CONSIGNE 1
Dans l'extrait, comment appelle-t-on le transfert obligatoire des élèves entre les écoles de Boston ?
CONSIGNE 2
Recopiez mot pour mot le passage de l'extrait qui va de « En 1974, la » jusqu'à « casser les ghettos. ».

EXTRAIT
==========
En 1974, la ville de Boston est au bord de l’implosion sociale. Pour lutter contre les discriminations raciales qui gangrènent le pays comme la capitale du Massachussetts, les autorités de la ville ont décidé de frapper un grand coup. Sur décision judiciaire et avec l’appui du pouvoir municipal, des élèves d’établissements scolaires fréquentés par des blancs vont être arbitrairement transférés dans ceux que fréquentent les personnes noires et inversement. Une sorte d’échange racial pour forcer un mélange qui ne prend pas et casser les ghettos.

Le quartier de South Boston, « Southie » pour les intimes, s’insurge contre cette décision autoritaire considérée comme illégitime. Majoritairement composé de la diaspora irlandaise, les habitants se sentent lésés et refusent catégoriquement d’envoyer leurs enfants dans des écoles lointaines pour les mélanger avec des personnes de couleur, qui sont pour eux nécessairement de la « mauvaise graine » de celle qui fait les voyous, les dealers ou autres malfrats. Même leur champion, Ted Kennedy, frère de John et Robert, d’origine irlandaise, venu soutenir la cause au nom de l’antiracisme, ne suffira à les convaincre. Il échappera de peu au lynchage.

Ce scandale de transfert obligatoire est appelé le « busing ». Mais il manque une précision importante pour comprendre l’ampleur du problème : cette mesure ne concerne que les quartiers populaires. Hors de question de mêler les rejetons des notables blancs aux « dangereux » noirs. C’est toute la subtilité de l’angle de vue de Dennis Lehane, et là que commence la deuxième dimension de ce – disons-le tout de suite – très grand roman.

La première est qu’il nous plonge dans un quartier populaire irlandais, dont est issu l’auteur qui a lui-même connu ces événements à hauteur d’enfance. Rien ne nous est épargné du racisme primaire, au mieux larvé, qui est présent dans toute la communauté.
==========
INFORMATIONS EXTRAITES
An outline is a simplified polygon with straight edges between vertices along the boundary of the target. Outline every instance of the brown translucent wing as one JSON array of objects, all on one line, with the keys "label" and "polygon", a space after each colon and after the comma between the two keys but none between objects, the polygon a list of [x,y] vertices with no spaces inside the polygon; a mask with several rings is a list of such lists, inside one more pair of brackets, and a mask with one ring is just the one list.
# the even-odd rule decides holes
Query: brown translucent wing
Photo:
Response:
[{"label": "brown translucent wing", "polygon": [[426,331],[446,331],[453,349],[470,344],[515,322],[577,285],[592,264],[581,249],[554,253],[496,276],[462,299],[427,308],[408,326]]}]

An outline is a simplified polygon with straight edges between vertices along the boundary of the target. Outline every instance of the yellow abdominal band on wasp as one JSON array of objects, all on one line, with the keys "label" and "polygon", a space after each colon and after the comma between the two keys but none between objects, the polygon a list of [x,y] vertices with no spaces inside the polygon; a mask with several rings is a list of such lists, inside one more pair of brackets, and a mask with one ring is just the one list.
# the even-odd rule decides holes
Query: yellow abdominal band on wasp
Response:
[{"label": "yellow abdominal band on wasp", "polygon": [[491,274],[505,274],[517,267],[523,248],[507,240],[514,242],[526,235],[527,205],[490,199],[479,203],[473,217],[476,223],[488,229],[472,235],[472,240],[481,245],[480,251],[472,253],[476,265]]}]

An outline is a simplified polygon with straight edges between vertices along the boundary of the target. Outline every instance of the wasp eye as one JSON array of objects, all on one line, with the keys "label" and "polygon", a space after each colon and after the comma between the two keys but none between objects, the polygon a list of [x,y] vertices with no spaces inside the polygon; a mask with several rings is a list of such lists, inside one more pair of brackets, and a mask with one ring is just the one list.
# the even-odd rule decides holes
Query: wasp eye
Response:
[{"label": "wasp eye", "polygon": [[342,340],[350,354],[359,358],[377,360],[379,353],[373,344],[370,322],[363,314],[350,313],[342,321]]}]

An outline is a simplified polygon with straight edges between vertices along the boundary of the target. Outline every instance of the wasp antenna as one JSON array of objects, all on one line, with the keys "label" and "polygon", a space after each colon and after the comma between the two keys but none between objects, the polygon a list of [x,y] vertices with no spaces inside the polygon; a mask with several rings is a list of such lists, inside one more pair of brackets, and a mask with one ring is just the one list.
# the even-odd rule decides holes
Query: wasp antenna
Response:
==========
BONNE RÉPONSE 1
On l'appelle le « busing ».

BONNE RÉPONSE 2
En 1974, la ville de Boston est au bord de l’implosion sociale. Pour lutter contre les discriminations raciales qui gangrènent le pays comme la capitale du Massachussetts, les autorités de la ville ont décidé de frapper un grand coup. Sur décision judiciaire et avec l’appui du pouvoir municipal, des élèves d’établissements scolaires fréquentés par des blancs vont être arbitrairement transférés dans ceux que fréquentent les personnes noires et inversement. Une sorte d’échange racial pour forcer un mélange qui ne prend pas et casser les ghettos.